• Required work: Please write out, exactly as given, every line of the entries below up to and including the line with "# Looking for the white pom".

• Study material:

* * *

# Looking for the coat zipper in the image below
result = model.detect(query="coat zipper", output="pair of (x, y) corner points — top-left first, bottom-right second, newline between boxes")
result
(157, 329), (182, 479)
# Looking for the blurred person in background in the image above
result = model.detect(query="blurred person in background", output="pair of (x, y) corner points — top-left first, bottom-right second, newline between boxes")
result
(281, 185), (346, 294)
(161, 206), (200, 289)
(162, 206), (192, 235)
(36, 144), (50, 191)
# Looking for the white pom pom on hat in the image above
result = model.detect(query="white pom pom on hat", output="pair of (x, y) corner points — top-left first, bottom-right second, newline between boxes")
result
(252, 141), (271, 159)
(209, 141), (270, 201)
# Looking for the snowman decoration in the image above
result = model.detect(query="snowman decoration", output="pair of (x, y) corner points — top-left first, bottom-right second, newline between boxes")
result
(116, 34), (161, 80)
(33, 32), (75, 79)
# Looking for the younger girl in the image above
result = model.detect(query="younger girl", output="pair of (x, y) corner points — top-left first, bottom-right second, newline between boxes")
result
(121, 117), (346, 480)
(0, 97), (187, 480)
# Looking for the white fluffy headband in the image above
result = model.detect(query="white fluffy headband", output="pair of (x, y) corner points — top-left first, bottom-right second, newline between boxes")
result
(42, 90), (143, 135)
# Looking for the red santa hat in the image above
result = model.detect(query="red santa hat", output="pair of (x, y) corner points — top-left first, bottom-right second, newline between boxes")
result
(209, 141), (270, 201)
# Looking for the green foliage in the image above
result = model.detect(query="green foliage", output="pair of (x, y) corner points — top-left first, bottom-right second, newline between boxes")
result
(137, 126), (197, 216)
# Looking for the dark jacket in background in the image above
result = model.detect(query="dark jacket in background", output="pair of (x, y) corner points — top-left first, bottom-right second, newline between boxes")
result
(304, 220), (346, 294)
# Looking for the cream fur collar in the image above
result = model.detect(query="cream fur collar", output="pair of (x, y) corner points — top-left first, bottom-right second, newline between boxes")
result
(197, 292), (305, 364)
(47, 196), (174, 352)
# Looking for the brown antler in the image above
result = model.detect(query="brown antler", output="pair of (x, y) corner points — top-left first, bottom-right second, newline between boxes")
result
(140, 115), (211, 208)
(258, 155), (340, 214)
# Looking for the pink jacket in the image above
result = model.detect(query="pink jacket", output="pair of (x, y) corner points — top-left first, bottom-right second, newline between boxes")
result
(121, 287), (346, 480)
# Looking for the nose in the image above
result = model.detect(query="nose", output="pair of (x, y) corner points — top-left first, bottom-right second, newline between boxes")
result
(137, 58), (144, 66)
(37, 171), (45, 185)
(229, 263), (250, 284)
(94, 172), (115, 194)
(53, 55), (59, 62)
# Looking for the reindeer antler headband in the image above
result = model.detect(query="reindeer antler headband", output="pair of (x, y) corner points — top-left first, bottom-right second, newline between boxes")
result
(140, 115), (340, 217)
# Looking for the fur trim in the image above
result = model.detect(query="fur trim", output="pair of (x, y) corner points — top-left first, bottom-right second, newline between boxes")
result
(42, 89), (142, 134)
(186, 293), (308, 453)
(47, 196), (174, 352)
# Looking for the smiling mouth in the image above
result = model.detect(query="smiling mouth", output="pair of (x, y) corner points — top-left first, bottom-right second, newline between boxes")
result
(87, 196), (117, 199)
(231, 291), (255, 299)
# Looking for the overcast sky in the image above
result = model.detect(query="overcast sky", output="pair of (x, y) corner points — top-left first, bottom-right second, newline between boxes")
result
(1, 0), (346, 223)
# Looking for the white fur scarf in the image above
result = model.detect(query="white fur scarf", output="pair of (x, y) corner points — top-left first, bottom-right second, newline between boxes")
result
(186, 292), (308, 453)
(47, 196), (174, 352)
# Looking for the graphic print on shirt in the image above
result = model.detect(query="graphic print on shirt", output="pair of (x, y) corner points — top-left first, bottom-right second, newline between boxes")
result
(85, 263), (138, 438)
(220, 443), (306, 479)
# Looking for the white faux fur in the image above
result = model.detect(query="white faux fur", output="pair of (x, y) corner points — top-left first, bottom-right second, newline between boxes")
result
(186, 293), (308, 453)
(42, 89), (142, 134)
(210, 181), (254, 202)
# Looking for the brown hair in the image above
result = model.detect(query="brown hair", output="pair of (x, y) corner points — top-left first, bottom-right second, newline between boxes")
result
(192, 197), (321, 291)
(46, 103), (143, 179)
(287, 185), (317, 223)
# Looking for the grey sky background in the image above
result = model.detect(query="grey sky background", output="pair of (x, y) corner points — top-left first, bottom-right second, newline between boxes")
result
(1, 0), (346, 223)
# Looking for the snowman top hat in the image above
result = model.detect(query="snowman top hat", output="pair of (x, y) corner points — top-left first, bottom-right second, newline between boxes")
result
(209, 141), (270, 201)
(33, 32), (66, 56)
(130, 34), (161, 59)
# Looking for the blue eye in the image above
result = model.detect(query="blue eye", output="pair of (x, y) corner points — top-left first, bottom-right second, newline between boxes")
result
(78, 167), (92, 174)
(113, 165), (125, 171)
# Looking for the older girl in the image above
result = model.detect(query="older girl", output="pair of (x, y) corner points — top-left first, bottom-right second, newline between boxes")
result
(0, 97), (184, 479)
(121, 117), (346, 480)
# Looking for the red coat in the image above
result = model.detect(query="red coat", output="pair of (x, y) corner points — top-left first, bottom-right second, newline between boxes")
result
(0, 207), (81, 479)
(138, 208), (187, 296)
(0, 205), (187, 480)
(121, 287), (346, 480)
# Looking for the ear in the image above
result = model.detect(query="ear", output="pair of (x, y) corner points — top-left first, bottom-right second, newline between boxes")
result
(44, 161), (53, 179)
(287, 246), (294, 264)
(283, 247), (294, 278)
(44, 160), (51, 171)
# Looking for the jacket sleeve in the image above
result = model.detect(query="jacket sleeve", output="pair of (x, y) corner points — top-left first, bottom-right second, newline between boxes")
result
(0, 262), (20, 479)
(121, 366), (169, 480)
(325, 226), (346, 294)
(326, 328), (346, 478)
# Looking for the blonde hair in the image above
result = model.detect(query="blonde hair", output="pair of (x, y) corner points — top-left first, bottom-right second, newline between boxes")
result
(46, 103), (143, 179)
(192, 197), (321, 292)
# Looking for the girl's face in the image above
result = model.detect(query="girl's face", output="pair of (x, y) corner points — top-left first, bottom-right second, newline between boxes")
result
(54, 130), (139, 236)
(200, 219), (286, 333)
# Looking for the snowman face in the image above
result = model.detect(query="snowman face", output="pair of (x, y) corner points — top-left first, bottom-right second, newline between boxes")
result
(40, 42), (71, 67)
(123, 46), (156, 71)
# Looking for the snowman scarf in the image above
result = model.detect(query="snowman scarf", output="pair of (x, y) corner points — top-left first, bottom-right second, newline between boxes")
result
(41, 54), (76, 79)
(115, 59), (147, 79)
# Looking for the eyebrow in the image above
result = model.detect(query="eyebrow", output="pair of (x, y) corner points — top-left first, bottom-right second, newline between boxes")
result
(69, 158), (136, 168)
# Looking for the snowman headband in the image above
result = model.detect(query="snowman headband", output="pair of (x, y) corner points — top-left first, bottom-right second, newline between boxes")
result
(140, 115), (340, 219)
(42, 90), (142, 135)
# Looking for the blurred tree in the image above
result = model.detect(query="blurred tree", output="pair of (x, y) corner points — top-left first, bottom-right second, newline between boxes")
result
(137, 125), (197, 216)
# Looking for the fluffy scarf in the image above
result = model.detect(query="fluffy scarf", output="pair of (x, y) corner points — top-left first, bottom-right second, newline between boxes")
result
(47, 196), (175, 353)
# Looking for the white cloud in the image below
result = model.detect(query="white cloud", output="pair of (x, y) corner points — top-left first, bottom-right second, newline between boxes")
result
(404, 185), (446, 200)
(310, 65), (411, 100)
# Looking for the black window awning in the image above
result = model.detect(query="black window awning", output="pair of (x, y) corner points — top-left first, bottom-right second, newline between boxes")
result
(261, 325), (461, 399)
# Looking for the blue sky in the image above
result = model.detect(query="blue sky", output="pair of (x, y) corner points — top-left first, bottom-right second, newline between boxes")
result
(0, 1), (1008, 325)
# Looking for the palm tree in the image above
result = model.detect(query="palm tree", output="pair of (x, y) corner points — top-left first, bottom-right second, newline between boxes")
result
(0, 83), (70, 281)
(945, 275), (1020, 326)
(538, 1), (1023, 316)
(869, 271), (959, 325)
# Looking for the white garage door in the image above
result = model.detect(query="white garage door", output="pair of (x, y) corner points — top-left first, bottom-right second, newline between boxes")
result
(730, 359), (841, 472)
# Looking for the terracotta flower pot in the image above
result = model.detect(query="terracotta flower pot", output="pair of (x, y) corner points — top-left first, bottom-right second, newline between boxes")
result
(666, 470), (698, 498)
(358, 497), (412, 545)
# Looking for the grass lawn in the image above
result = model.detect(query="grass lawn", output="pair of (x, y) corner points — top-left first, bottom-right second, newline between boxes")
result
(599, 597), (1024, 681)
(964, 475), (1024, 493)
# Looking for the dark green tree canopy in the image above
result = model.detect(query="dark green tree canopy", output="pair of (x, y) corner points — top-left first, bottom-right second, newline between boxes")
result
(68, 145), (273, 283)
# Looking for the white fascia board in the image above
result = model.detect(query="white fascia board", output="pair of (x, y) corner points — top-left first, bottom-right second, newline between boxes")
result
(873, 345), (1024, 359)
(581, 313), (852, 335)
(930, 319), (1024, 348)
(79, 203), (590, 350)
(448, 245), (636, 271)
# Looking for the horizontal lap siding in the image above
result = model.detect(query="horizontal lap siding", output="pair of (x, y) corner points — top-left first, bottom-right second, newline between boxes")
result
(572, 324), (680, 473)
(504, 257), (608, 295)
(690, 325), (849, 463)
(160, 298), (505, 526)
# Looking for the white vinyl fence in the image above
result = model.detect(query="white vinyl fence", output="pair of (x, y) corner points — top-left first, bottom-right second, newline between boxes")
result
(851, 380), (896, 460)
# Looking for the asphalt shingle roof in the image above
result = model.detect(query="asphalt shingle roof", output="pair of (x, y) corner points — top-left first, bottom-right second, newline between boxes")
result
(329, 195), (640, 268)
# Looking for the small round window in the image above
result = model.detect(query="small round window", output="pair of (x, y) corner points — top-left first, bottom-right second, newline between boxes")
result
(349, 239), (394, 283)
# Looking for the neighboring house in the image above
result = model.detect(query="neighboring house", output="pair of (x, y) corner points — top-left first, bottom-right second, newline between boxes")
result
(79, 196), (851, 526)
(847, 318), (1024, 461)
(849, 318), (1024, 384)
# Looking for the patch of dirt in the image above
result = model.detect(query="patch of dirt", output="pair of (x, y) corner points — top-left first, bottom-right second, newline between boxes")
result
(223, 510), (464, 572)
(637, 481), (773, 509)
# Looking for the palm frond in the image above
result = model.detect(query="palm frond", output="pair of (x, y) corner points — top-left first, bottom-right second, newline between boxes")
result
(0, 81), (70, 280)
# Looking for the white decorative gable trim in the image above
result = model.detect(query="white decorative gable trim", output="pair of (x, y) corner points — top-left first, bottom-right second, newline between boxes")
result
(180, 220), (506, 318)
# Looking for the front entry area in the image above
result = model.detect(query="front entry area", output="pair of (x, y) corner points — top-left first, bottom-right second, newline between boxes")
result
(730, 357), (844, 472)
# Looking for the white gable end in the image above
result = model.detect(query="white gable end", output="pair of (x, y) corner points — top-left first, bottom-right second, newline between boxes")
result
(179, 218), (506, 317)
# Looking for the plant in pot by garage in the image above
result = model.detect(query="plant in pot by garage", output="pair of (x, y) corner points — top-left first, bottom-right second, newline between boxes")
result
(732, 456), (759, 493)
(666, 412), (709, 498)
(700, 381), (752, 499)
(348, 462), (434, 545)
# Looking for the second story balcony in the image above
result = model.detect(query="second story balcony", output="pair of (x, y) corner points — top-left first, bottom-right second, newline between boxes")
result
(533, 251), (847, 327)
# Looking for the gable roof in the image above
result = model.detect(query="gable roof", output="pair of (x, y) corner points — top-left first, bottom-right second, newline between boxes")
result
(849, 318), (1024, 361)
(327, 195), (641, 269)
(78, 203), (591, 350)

* * *

• Task result:
# Looking for the coat zipper in the image below
result = model.detect(query="coat zipper", output="pair of (x, y) corner points — top-left first, bottom-right second, newline between boxes")
result
(157, 329), (182, 479)
# Looking for the blurred person in background in the image above
result = model.detect(query="blurred person in background", output="pair of (x, y) corner points — top-left first, bottom-right second, newline between boxes")
result
(281, 185), (346, 294)
(161, 206), (200, 289)
(162, 206), (192, 235)
(36, 144), (50, 191)
# Looking for the white pom pom on hat in the image above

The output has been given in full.